(Beginning of Text section)

Vergil Chitac, Head of the Romanian Delegation to the NATO Parliamentary Assembly, discusses Romania’s contribution and Allies’ collective efforts to limit and overcome the pandemic, NATO’s adaptation, the lessons learned and the implications of the coronavirus crisis for NATO members and partners.
4 questions with Vergil Chitac:
I. Allied efforts to provide resources and humanitarian assistance to the hardest-hit countries has been critical to help Allies and partners cope with this unprecedented crisis. Could you tell us how Romania has used NATO structures to help others and how Romania has benefitted from other Allies’ help over the course of the crisis?
Indeed, NATO has adapted from the very beginning to the extraordinary situation caused by COVID-19, ensuring that this unprecedented health crisis will not become a security crisis. The Alliance has been actively involved in supporting member states and its partners, by providing them with important tools and capabilities.
My country used the mechanisms offered by NATO in the field of strategic transport and was the first Ally to resort to the Strategic Airlift Capability (SAC) for the transport of medical equipment to Romania from South Korea.
In its turn, Romania made available to the Allies a C27 SPARTAN aircraft – which can be requested through the Euro-Atlantic Disaster Response Coordination Centre (EADRCC) within NATO – and a facility for the storage of medical supplies (subordinated to the Medical Division within the Ministry of National Defence), as part of the Allied initiative to build up a stockpile of medical supplies and equipment.

(End of Text section)
(Beginning of Entries supplied)

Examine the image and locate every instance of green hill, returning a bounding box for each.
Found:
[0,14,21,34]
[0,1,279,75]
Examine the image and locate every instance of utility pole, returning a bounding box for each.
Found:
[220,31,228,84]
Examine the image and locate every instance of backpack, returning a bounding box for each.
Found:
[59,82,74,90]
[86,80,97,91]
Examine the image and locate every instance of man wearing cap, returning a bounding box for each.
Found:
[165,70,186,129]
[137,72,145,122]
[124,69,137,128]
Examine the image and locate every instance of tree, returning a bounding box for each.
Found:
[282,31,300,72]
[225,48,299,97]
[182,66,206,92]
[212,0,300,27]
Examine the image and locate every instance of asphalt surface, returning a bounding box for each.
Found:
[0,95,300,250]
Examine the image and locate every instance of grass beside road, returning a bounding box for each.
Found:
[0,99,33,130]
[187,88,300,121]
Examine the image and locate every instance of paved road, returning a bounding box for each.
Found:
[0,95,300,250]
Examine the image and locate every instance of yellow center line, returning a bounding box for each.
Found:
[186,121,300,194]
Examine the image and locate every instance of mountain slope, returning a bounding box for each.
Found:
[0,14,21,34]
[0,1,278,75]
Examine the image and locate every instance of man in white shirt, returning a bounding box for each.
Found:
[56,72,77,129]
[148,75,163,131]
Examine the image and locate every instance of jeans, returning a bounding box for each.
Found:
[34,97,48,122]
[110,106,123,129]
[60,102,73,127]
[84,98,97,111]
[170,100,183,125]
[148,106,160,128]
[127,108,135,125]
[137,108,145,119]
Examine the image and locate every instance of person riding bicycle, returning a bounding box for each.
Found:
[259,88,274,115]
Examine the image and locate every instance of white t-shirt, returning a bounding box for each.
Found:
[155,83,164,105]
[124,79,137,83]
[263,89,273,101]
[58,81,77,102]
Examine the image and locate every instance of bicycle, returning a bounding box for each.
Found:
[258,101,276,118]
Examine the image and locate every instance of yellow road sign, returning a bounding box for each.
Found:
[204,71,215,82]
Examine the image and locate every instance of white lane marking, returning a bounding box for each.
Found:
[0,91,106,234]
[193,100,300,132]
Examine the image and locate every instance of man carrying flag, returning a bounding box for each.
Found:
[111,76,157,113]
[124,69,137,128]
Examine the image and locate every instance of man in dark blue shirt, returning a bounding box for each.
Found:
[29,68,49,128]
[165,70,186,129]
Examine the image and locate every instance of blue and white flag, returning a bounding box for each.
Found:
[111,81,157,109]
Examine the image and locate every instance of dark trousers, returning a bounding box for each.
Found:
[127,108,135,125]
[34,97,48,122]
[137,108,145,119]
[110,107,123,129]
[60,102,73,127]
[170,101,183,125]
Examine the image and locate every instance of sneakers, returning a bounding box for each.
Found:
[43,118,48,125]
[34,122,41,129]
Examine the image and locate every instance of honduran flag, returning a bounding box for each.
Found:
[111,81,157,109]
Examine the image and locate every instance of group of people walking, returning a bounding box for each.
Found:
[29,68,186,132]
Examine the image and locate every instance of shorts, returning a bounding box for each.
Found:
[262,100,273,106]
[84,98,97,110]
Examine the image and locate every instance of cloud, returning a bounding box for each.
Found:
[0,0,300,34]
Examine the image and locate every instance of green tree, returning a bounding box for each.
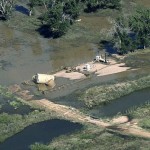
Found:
[129,8,150,48]
[43,3,70,37]
[0,0,16,20]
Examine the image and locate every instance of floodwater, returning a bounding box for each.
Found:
[0,95,34,115]
[0,119,82,150]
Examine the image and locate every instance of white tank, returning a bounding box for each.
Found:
[33,73,55,84]
[85,64,91,71]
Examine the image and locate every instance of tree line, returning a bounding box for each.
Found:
[110,7,150,54]
[0,0,150,54]
[0,0,120,37]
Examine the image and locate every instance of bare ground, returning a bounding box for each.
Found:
[54,60,134,80]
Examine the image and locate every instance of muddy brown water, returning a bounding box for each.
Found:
[0,119,83,150]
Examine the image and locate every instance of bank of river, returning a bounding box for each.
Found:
[88,88,150,118]
[0,119,82,150]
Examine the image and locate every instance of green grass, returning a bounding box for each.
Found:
[126,102,150,131]
[123,49,150,68]
[31,125,150,150]
[0,86,60,142]
[79,76,150,108]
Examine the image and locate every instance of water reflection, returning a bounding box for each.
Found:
[0,119,82,150]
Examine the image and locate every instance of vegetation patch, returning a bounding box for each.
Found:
[126,102,150,131]
[123,49,150,68]
[79,76,150,108]
[0,86,60,143]
[31,125,150,150]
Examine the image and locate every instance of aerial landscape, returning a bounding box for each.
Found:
[0,0,150,150]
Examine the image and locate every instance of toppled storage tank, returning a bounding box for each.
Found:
[32,73,55,84]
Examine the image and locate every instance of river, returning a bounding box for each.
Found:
[0,119,82,150]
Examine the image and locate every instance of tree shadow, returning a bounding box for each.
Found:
[100,40,118,55]
[15,5,29,15]
[37,25,53,38]
[36,25,63,39]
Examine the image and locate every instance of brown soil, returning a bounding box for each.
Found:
[54,60,134,80]
[31,99,150,138]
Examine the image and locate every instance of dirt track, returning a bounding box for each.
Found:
[31,99,150,138]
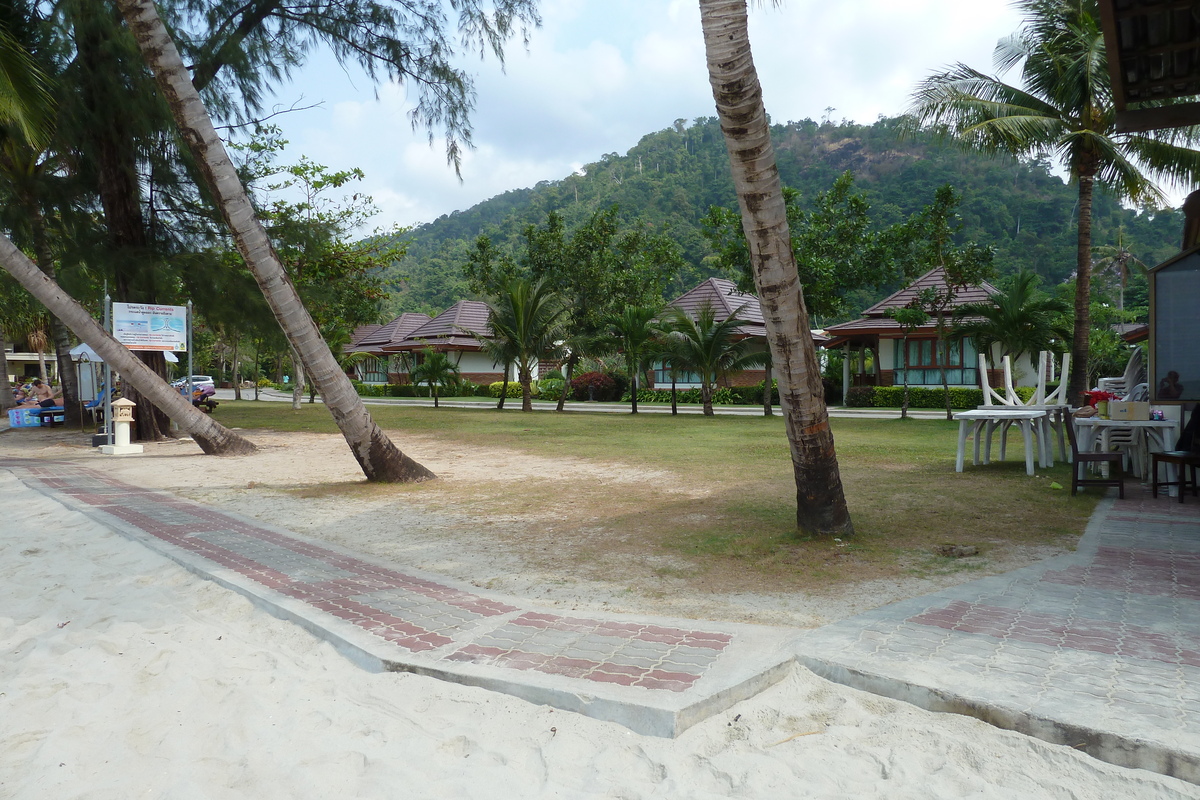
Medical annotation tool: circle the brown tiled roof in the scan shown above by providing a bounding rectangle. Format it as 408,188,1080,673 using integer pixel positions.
343,325,383,353
821,267,997,347
863,266,997,319
667,278,767,336
382,300,490,353
347,312,430,353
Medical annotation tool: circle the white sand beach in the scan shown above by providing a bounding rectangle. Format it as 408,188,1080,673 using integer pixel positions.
0,437,1200,800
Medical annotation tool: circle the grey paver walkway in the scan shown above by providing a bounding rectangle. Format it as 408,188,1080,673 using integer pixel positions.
799,483,1200,782
7,458,797,736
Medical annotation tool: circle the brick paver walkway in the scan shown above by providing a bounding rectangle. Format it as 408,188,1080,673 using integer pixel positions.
9,459,791,733
800,485,1200,782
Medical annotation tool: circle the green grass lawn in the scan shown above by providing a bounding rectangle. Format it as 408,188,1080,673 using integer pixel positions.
217,402,1100,589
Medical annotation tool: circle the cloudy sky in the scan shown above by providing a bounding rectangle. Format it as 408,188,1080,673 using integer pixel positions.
260,0,1020,231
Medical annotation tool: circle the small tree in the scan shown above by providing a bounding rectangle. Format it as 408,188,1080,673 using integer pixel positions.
487,278,566,411
608,306,659,414
667,302,763,416
954,270,1070,367
410,347,458,408
910,185,995,420
888,303,929,420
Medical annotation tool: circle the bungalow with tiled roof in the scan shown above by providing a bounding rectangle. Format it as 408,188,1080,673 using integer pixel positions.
380,300,504,384
650,278,767,389
822,267,1034,397
346,312,430,384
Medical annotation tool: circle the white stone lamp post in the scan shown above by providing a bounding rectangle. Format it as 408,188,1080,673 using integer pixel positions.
100,397,142,456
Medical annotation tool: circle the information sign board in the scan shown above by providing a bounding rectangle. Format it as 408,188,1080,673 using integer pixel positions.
113,302,187,353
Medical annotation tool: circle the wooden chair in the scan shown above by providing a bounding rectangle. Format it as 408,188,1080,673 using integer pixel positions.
1150,450,1200,503
1063,415,1124,500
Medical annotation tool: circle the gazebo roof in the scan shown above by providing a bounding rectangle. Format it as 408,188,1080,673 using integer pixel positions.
347,312,430,353
821,266,997,347
380,300,491,353
667,278,767,337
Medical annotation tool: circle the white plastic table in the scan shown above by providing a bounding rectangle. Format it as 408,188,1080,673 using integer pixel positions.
954,405,1054,475
1075,416,1180,477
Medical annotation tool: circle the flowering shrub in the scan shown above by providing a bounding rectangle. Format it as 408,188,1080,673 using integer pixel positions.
571,372,620,401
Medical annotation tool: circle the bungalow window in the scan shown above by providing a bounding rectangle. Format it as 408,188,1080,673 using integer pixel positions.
654,361,701,386
359,359,388,384
892,339,979,386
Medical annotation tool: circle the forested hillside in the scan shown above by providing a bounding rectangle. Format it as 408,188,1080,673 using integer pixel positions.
385,118,1183,323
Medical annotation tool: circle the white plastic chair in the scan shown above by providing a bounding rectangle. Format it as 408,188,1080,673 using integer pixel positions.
1096,348,1146,397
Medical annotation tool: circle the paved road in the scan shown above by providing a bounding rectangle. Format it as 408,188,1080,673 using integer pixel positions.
798,483,1200,783
217,389,946,420
0,443,1200,783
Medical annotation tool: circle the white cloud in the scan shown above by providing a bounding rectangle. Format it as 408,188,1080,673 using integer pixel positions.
262,0,1020,231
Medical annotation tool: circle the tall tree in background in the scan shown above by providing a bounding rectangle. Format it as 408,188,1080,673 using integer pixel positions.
911,0,1200,398
608,306,659,414
119,0,433,481
700,0,853,536
908,185,996,420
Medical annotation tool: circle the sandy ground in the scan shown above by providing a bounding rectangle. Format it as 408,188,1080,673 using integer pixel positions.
0,429,1063,628
7,465,1200,800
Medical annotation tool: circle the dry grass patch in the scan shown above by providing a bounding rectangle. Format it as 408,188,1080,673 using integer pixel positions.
204,403,1096,593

(End of Entries supplied)

--- What to do ---
[A] Which aircraft did Romania make available to the Allies, according to the Vergil Chitac interview?
[B] Pick up the Vergil Chitac interview after its last sentence and continue it.
The records were taken from a separate source.

--- Responses by item number ---
[A] A C27 SPARTAN aircraft.

[B]
Also, Romania provided support to Italy (by sending two medical teams to Milan and Bergamo), to the USA (a medical team to Alabama), and to partner states (Republic of Moldova, and more recently, Ukraine).
II. What additional steps should NATO and Allied armed forces take to support the national and international response to the COVID-19 crisis?
Since the outbreak of this epidemic, NATO has taken effective measures to limit the spread of the virus and the risk associated with disease among military and civilian personnel, and the communities they serve. As part of the resilience building activity, the Allies worked together to strengthen inter-agency training, including in the field of health. This cooperation should be further enhanced.
What matters most is that the strength of the Alliance has not been affected by the pandemic; NATO maintains its ability to fight and respond quickly, even though some operations, missions, and actions have been reduced in intensity to avoid exposing personnel.
The Allies are currently analysing the lessons learned and the implications of this crisis for NATO, the member states and its partners, with a view to increasing resilience to such unpredictable crises. This is an ongoing process of adapting mechanisms and procedures, which, I am confident, will ensure an effective response to a possible future crisis of this type.
III. The Romanian President Klaus Iohannis has called for the relocation of some strategic industrial assets to Europe. Some European policymakers have also underlined the need to set up a strong defence of strategic companies left vulnerable to acquisition. How can Allies work together to protect strategic assets and address supply chain vulnerabilities?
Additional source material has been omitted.